» GIVEN TASK A
Translate this sentence from the interview on the design profession into Spanish: "Great customer journeys are the result of great relationships that are enabled by great experiences."
» GIVEN TASK B
In the interview on the design profession, list each thing the first reply says designers must be able to communicate to their peers.
» GIVEN TASK C
Write the next part of the interview on the design profession, picking up after its final question.

With the continual evolution of technology and the growing importance of the digital space; clear, functional design is needed now more than ever. What do you see as the biggest hurdles facing the design profession at this point in time?

Our ability to communicate our skills, methods, and value to our peers. Too many non-designers still think that design is about function and appearance and don’t understand that the understandings we have about our customers (through qualitative design research techniques) have strategic value at least as important as what the marketing group generates (and often more). While design’s importance to product and service development has surely grown in the last two decades, it is still treated like a “nice-to-have” instead of a strategic “must have.” Our view of customers (and, thus, the market) is often superior to those making decisions for the organization but it is usually not a part of these decisions and is only employed for product development.

Great customer journeys are the result of great relationships that are enabled by great experiences. ~ Nathan Shedroff

Client education is becoming more important as the design process becomes more complex. What role does client education take when you embark on a new project?

» DATA ROWS
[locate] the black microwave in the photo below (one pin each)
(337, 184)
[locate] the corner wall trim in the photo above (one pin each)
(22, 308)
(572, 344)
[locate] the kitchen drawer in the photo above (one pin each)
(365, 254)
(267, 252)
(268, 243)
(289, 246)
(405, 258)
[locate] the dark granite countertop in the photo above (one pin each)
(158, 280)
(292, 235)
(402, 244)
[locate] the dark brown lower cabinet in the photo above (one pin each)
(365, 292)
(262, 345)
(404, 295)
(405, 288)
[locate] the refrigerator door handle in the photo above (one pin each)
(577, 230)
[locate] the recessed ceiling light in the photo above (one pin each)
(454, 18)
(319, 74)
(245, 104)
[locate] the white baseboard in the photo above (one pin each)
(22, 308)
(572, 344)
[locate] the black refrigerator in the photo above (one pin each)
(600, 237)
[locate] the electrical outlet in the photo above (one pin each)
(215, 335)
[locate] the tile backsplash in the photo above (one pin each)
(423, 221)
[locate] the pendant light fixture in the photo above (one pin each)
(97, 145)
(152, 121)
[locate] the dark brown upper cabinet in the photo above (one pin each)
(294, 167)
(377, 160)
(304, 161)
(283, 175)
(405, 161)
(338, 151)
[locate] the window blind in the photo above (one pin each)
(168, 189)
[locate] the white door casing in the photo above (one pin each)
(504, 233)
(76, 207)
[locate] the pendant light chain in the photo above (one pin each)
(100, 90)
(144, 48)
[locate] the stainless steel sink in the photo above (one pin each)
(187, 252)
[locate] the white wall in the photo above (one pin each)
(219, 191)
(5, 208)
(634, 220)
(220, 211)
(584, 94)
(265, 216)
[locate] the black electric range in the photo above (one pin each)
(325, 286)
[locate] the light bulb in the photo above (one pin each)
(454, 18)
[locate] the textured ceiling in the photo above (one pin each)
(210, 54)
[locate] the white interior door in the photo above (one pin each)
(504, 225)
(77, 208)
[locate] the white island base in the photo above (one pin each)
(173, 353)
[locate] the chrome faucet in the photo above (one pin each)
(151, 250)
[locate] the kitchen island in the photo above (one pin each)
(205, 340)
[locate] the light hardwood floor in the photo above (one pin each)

» REPLY A
Los grandes recorridos del cliente son el resultado de grandes relaciones que se hacen posibles gracias a grandes experiencias.

» REPLY B
- Skills
- Methods
- Value

» REPLY C
Clients nearly always hire consultants specifically because there is something they don’t see or can’t do themselves (not just as overflow coverage). As such, there’s always a component of education that needs to take place, if only to explain the context for any work or insights developed. Usually, consultants will employ new techniques that absolutely need to be explained and, often, the point of hiring these consultants is to learn these new techniques. The same goes for the value of design in decision-making and design research’s ability to provide new insights into customer needs, desires, and decision-drivers.

Educating a client in order to help them understand the value design can provide is important, but how much time should a design team invest in that education process? What is the hoped for outcome?

Enough to validate the work you’re doing and why it’s worth listening to. The outcome is better work, better understanding of that work and its results, and returning customers.

Waveline Diagram

As design continues to evolve and change, does the role of education become a persistent aspect of our client and customer interaction models?

It will always be a need whenever we’re doing something new or using methods our clients are familiar with.

Your upcoming workshop, Using the Waveline: Mapping Premium Value to User Experience, at WebVisions will incorporate new design research tools for uncovering user emotions, core meanings and design triggers that can improve and enhance the user journey. How did you discover the value of these tools and their impact on the customer experience?

My main co-author, Steve Diller, and I have been collaborating for several years. Our first book, Making Meaning, (with Darrel Rhea) was an investigation into the other value that we experience in the market but that, too often, gets labeled “emotional” or “irrational.” Qualitative value is notoriously difficult to discover and describe and this work uncovered the underlying structure to the deepest value we can make and share in the world. These understandings came from lots of global research that alienated and illuminated our original supposition.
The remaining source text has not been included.